__GIVEN PROBLEM__. Write out the whole listing word for word.

__MATERIAL__.
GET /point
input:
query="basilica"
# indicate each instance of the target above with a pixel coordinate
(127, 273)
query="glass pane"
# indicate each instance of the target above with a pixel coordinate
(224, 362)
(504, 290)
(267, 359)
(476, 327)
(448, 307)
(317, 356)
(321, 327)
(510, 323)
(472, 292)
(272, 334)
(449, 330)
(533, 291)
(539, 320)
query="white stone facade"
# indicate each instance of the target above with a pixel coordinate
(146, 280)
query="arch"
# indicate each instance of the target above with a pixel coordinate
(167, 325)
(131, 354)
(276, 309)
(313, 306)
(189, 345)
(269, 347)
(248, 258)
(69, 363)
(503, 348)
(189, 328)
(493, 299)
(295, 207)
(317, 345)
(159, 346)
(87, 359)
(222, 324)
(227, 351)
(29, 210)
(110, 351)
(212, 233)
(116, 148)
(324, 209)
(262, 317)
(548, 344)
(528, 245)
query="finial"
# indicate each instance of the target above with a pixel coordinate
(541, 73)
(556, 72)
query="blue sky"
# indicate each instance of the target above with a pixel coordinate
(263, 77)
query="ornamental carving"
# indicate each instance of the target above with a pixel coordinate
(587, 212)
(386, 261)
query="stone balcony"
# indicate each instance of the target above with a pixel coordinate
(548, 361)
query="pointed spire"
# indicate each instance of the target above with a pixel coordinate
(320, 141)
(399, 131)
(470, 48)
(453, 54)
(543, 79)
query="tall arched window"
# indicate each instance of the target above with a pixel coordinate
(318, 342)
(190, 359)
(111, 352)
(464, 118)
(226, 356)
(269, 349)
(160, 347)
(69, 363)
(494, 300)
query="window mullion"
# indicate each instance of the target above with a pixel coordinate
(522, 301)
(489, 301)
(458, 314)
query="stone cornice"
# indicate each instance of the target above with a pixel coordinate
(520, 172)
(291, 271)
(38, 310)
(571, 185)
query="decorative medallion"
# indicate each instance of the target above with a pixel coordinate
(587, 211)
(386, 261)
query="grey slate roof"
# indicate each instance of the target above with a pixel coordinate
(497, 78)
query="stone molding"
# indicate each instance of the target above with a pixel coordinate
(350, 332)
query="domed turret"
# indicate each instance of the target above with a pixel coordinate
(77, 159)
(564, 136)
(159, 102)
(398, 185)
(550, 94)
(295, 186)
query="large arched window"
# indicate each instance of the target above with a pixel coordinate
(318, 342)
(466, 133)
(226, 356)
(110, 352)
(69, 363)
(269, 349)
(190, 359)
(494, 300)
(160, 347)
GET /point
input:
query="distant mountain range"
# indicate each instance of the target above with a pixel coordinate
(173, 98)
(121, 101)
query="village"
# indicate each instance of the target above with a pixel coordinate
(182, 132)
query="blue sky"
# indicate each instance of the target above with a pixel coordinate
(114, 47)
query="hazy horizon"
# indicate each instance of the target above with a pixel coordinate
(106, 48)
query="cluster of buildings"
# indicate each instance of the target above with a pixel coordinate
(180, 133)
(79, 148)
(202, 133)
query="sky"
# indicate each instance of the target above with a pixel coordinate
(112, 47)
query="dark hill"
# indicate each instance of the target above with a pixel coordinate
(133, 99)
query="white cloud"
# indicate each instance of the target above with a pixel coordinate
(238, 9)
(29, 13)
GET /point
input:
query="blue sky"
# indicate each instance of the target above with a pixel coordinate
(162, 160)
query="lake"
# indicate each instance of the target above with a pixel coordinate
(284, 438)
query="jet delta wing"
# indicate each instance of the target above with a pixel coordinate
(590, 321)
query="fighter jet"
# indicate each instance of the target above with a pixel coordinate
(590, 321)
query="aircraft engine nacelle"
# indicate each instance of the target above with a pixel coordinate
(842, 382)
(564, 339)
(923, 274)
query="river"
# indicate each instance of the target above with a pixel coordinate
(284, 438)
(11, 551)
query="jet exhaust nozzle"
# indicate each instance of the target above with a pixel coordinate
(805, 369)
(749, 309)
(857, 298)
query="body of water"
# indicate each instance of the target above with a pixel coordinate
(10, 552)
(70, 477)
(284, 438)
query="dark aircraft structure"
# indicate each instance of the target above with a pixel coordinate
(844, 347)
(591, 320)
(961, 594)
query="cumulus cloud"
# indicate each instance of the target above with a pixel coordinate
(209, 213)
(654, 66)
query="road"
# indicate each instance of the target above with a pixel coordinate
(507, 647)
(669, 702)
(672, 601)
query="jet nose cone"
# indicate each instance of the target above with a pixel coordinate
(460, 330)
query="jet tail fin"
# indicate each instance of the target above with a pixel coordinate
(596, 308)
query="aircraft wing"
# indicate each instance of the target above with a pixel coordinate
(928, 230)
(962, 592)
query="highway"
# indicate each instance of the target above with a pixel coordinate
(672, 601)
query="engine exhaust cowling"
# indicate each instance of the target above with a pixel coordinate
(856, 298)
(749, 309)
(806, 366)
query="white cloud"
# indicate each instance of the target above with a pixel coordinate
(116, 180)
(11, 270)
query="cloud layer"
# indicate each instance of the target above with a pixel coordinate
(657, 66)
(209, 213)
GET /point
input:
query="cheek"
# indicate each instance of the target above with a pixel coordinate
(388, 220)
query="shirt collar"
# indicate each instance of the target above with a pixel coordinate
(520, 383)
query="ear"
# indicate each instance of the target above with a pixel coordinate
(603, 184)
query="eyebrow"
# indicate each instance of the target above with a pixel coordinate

__WRITTEN RESPONSE__.
GET /point
input:
query="basilica"
# indicate each instance of the target above with a pixel coordinate
(127, 273)
query="glass pane"
# indicate each instance of the target above with a pixel coordinate
(224, 362)
(504, 290)
(267, 359)
(476, 327)
(448, 307)
(317, 356)
(321, 327)
(510, 323)
(472, 292)
(272, 334)
(449, 330)
(533, 291)
(539, 320)
query="white stone facade"
# indicate each instance of the target above with a pixel coordinate
(146, 280)
query="arch"
# indicate each instance of the target above with a pixel coordinate
(167, 325)
(131, 354)
(276, 309)
(313, 306)
(189, 345)
(269, 347)
(248, 258)
(69, 363)
(503, 348)
(189, 328)
(493, 299)
(295, 207)
(317, 345)
(159, 346)
(87, 359)
(222, 324)
(227, 351)
(29, 210)
(110, 351)
(212, 233)
(116, 148)
(324, 209)
(262, 317)
(548, 344)
(528, 245)
query="finial"
# indicate each instance of the target above with a pixel coordinate
(541, 73)
(556, 72)
query="blue sky"
# indicate each instance of the target above with a pixel coordinate
(263, 77)
query="ornamental carving"
# indicate each instance of the target above with a pixel coordinate
(587, 212)
(386, 261)
query="stone balcony"
# indicate each instance of the target above with a pixel coordinate
(548, 361)
query="pointed spire"
# indicate each instance of the target above with a pixel coordinate
(320, 141)
(399, 131)
(470, 48)
(453, 54)
(543, 79)
query="tall arched window"
# indicate each instance of the target above with a pixel coordinate
(318, 342)
(190, 359)
(111, 352)
(464, 118)
(226, 356)
(269, 349)
(160, 347)
(69, 363)
(494, 300)
query="window mullion"
# indicate each instance of the target above with a pixel coordinate
(522, 301)
(489, 301)
(458, 314)
query="stone cornice"
# indicate each instance of the target above with a pixel coordinate
(520, 172)
(291, 271)
(38, 310)
(571, 185)
query="decorative medallion"
# indicate each instance of the target above with a pixel coordinate
(587, 211)
(386, 261)
query="grey slate roof"
# indicate each instance of the target above with a pixel coordinate
(497, 78)
query="stone molding"
# indicate each instance of the target above with a pixel coordinate
(350, 332)
query="domed turret"
# indicate each instance of the target above with a pixel coordinate
(77, 159)
(564, 136)
(159, 102)
(398, 185)
(550, 94)
(295, 186)
query="large arched window"
# indicate each instance of the target above with a pixel coordinate
(318, 342)
(466, 133)
(226, 356)
(110, 352)
(69, 363)
(269, 349)
(190, 359)
(494, 300)
(160, 347)
GET /point
input:
query="distant mountain range"
# indicate each instance of the target above with a pixel coordinate
(173, 98)
(121, 101)
query="village"
# indicate each instance of the target above with a pixel coordinate
(182, 132)
query="blue sky"
# indicate each instance of the target above with a pixel coordinate
(114, 47)
query="hazy horizon"
# indicate each instance of the target above with a pixel coordinate
(106, 48)
query="cluster of buildings"
# indicate each instance of the target above with a pixel coordinate
(180, 133)
(79, 148)
(202, 133)
query="sky"
# indicate each instance of the target above with a pixel coordinate
(112, 47)
query="dark hill"
# indicate each instance of the target above with a pixel coordinate
(133, 99)
query="white cloud"
# indicate each instance of the target above with a pixel coordinate
(238, 9)
(29, 13)
GET /point
input:
query="blue sky"
# indicate each instance of the target above with a pixel coordinate
(162, 160)
query="lake"
# indicate each instance of the target above with a pixel coordinate
(284, 438)
query="jet delta wing"
# indicate each instance of the target above with a pixel coordinate
(590, 321)
query="fighter jet"
# indicate each instance of the target above with a pixel coordinate
(590, 321)
query="aircraft engine nacelle"
# indicate each instance of the target above with a pixel coordinate
(842, 382)
(564, 339)
(923, 274)
query="river"
# indicate each instance of the target above with a pixel coordinate
(284, 438)
(11, 551)
query="jet exhaust nozzle"
# indicate each instance of the target above with a pixel coordinate
(805, 369)
(749, 309)
(857, 298)
query="body of water"
# indicate each instance of the target above with a pixel coordinate
(10, 552)
(70, 477)
(284, 438)
query="dark aircraft structure"
# indicate each instance of the target above with a pixel coordinate
(844, 347)
(591, 320)
(961, 594)
query="cumulus cloud"
# indicate each instance of the target above with a pixel coordinate
(209, 213)
(654, 66)
query="road"
# indicate each instance of the target above with a pixel coordinate
(507, 647)
(669, 702)
(672, 601)
query="jet nose cone"
# indicate each instance of the target above with a pixel coordinate
(460, 330)
query="jet tail fin"
# indicate each instance of the target above with a pixel coordinate
(596, 308)
query="aircraft wing"
# indicate each instance of the target above with a pixel coordinate
(928, 230)
(962, 592)
query="highway"
# indicate each instance of the target above with a pixel coordinate
(672, 601)
query="engine exhaust cowling"
# indicate each instance of the target above with a pixel coordinate
(856, 298)
(749, 309)
(806, 366)
query="white cloud"
# indicate each instance of the target above with a pixel coordinate
(116, 180)
(11, 270)
query="cloud layer"
# indicate each instance of the target above with a pixel coordinate
(657, 66)
(209, 213)
GET /point
input:
query="cheek"
# indicate each instance of the target above with a pixel coordinate
(388, 220)
query="shirt collar"
# indicate each instance of the target above with a pixel coordinate
(520, 383)
query="ear"
# indicate each instance of the target above with a pixel coordinate
(603, 184)
query="eyebrow"
# indicate each instance of the target above with a pixel coordinate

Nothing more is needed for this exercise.